**What you will do**
A) According to the passage on Soto's volleyball career, whose Puerto Rican league scoring record of 5,151 did Soto break?
B) Pick out each line of the listing in which the string "jacket" appears.

**Given text**
Coming from a shoulder injury, Soto joined the Puerto Rican club Capitanes de Arecibo for the 2012/13 season after his contract was sold by Mets de Guaynabo and was selected for the All-Star game. But he suffered an injury during the match and was replaced by Erick Haddock. He recovered to lead his team in scoring and being third in the league during the regular season. And later in January 2013, helped his club to win the Puerto Rican league championship.

Instead of rejoining his champion club, Soto announced that he would switch to beach volleyball. He played the 2013/14 Puerto Rican league season with Arecibo and was chosen to play the 2013/14 season All-Star game. He helped his club to reach the final series, but they lost to Mets de Guaynabo the local Championship.

He played the 2014 FIVB World Championship in Poland, reaching the 21st place after posting a 1–4 record in the pool play with his National Team. Soto then played the Puerto Rican league, breaking the current scoring record of 5,151 set by compatriot Luis Rodríguez, setting himself the goal of reaching 6,000 points.

He later won the 2014 Season of the Puerto Rican League Championship with Capitanes de Arecibo, leading his team with 16 points in the final match and securing a berth for the 2015 FIVB Club World Championship.

[Entries from a point annotation set]
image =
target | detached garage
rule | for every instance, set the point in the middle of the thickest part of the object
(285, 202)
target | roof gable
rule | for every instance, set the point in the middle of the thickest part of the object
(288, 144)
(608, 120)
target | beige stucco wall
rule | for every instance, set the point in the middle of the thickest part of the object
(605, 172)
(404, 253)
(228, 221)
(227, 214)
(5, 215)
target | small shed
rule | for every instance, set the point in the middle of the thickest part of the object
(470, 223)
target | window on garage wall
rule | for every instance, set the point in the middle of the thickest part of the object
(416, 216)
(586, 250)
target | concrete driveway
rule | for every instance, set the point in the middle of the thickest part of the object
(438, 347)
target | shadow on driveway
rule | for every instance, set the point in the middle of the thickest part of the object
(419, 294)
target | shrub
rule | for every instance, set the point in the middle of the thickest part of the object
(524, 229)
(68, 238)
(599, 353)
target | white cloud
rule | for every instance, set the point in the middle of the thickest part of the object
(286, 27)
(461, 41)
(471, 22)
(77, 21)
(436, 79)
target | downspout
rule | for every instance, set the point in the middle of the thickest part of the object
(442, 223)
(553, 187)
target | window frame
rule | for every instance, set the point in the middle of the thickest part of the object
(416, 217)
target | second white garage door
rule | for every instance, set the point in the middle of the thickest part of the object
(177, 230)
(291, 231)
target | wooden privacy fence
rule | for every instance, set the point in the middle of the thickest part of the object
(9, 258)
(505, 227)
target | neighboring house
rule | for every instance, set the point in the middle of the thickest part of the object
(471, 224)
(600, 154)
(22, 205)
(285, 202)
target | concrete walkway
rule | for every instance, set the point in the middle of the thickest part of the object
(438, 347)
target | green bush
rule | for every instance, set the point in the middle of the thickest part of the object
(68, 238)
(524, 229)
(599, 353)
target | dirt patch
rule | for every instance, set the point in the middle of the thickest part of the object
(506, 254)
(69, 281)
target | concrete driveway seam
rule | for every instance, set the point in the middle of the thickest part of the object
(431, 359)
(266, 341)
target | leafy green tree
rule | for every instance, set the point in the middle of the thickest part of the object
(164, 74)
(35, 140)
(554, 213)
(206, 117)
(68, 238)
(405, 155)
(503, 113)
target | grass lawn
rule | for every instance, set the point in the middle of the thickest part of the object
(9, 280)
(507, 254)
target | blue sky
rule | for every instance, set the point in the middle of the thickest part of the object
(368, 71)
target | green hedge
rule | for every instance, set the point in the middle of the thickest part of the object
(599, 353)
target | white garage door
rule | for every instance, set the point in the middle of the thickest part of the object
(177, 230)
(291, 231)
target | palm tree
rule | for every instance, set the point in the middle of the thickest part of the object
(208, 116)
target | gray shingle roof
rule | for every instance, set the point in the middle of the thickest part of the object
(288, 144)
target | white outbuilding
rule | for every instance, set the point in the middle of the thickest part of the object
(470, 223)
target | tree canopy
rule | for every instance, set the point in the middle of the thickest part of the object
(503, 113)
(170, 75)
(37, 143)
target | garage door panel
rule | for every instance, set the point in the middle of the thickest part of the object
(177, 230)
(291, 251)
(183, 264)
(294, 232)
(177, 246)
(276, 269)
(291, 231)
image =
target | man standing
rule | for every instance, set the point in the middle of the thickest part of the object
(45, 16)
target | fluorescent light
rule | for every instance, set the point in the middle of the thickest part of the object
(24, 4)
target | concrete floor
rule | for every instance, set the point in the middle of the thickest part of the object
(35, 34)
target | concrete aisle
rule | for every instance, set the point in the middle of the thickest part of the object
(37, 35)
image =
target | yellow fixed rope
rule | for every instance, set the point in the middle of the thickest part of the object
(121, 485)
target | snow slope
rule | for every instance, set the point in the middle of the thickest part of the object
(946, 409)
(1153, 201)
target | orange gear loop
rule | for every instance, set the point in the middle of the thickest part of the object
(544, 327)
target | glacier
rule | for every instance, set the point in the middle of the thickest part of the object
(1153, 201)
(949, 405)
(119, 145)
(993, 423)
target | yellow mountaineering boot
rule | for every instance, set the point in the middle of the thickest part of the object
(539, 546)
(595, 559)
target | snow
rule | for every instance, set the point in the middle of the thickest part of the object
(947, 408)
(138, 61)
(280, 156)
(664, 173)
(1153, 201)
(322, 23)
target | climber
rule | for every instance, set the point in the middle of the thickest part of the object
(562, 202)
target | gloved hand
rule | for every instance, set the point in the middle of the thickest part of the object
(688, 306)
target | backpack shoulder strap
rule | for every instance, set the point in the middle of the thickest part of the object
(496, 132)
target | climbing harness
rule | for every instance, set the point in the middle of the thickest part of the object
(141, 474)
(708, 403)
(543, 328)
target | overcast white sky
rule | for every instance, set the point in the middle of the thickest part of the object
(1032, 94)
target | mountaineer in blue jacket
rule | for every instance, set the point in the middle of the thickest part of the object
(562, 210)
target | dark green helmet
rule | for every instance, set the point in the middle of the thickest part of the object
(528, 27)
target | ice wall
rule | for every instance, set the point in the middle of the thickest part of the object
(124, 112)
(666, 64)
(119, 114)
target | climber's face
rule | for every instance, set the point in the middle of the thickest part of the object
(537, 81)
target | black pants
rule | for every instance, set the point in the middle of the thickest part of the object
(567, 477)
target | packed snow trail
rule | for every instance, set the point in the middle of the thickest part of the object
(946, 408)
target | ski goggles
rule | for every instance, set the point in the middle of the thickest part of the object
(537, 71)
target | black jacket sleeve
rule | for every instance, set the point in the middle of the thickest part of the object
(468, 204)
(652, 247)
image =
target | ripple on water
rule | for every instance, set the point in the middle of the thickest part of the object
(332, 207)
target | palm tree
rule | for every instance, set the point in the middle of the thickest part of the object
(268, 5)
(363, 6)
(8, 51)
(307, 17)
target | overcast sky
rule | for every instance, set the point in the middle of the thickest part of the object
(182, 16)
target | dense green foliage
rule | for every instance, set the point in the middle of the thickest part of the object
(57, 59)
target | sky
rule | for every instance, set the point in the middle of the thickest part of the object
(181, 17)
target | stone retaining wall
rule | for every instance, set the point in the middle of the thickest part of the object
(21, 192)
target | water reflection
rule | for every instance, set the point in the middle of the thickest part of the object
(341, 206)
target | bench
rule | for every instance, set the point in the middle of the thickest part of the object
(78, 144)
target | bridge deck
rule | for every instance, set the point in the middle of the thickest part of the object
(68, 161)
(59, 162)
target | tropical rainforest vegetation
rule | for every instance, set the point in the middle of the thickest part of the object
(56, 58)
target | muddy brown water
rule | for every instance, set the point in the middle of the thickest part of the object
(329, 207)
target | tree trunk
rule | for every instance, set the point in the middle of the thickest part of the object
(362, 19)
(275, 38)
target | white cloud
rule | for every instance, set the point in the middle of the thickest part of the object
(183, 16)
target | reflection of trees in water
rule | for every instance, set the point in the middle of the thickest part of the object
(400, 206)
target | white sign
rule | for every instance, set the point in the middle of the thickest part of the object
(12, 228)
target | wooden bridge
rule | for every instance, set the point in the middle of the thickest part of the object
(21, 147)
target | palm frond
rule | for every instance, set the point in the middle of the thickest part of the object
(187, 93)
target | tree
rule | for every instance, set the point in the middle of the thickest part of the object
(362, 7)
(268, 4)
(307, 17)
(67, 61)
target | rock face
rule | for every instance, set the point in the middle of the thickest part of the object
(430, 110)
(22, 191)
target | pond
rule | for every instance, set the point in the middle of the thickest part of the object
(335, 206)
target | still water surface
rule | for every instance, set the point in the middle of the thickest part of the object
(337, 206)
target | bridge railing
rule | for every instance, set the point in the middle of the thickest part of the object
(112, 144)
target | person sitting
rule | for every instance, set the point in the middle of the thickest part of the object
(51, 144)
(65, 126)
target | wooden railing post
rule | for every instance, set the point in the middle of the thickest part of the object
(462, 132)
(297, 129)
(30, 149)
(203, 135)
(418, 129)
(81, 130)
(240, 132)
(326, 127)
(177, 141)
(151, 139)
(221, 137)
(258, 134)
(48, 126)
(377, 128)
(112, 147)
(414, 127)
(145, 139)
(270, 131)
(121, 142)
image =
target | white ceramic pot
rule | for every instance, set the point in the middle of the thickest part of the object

**Set of answers**
A) Soto broke the record set by his compatriot Luis Rodríguez.

B)
target | mountaineer in blue jacket
target | black jacket sleeve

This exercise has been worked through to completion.